## GIVEN PROBLEM
Retype each of the lines below without changing a single character.

--- start DATA RECORDS ---

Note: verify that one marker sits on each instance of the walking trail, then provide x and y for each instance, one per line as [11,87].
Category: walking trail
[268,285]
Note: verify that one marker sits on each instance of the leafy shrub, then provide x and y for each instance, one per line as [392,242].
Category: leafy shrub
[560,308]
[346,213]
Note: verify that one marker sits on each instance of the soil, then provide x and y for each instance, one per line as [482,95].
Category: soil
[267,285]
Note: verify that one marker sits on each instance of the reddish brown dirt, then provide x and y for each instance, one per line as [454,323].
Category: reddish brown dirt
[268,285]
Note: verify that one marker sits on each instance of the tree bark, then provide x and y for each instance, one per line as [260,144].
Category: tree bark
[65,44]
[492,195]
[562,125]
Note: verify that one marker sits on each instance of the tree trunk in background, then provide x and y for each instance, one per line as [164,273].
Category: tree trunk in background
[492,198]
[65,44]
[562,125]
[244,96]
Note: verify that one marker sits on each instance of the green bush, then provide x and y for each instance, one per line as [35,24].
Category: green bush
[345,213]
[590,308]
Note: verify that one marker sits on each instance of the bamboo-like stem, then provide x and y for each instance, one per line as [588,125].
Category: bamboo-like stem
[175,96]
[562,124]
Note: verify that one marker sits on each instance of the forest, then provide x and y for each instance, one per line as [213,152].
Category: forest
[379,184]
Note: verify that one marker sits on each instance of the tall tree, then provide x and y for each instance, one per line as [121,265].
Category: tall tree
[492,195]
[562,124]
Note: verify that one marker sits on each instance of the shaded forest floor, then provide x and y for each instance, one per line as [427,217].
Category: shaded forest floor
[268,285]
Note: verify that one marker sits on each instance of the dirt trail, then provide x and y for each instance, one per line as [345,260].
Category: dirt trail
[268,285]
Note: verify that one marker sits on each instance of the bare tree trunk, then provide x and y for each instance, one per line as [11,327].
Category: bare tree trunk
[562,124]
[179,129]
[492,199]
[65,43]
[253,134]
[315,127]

--- end DATA RECORDS ---

## EXERCISE OUTPUT
Note: verify that one marker sits on each instance of the walking trail, then provide x and y for each instance, one per line as [11,87].
Category: walking trail
[268,285]
Note: verify that one marker sits on each instance of the leafy shrub, then provide x and y for each instance, one per line as [392,242].
Category: leafy shrub
[560,308]
[346,213]
Note: verify that one marker sits on each instance of the soil, then provide x and y for each instance, one per line as [482,95].
Category: soil
[267,285]
Note: verify that one marker sits on each instance of the reddish brown dirt, then provide x and y for each instance, one per line as [454,323].
Category: reddish brown dirt
[268,285]
Note: verify that one marker sits on each instance of the tree bark, then provide x and y for each instance, one per line as [260,144].
Category: tree bark
[65,44]
[492,195]
[562,125]
Note: verify that one marker sits on each instance of the tree trunk in background, then provide x and y for each instance, one per line as [164,273].
Category: tree trunk in background
[492,198]
[65,44]
[562,125]
[244,96]
Note: verify that one marker sits on each instance of the green bush, then provide x and y for each instance, one per line as [35,24].
Category: green bush
[345,213]
[590,308]
Note: verify that one marker sits on each instance of the bamboo-like stem, then provide x and y for each instance, one per line as [588,125].
Category: bamboo-like stem
[175,96]
[562,124]
Note: verify that one marker sits on each instance of the forest, then provide x and y for each instance, one per line as [213,152].
Category: forest
[379,184]
Note: verify that one marker sits on each instance of the tall tree, then provide x and y for each instance, one per line as [121,265].
Category: tall tree
[492,195]
[562,124]
Note: verify that one marker sits on each instance of the shaded forest floor, then provide x and y for each instance, one per line as [427,217].
Category: shaded forest floor
[268,285]
Note: verify that one marker sits on each instance of the dirt trail, then provide x and y for each instance, one per line as [345,260].
Category: dirt trail
[268,285]
Note: verify that one marker sits on each instance of the bare tree trunk, then provide x and y for each instance, one per line as [11,327].
Category: bare tree trunk
[562,124]
[179,129]
[492,199]
[65,43]
[253,134]
[315,127]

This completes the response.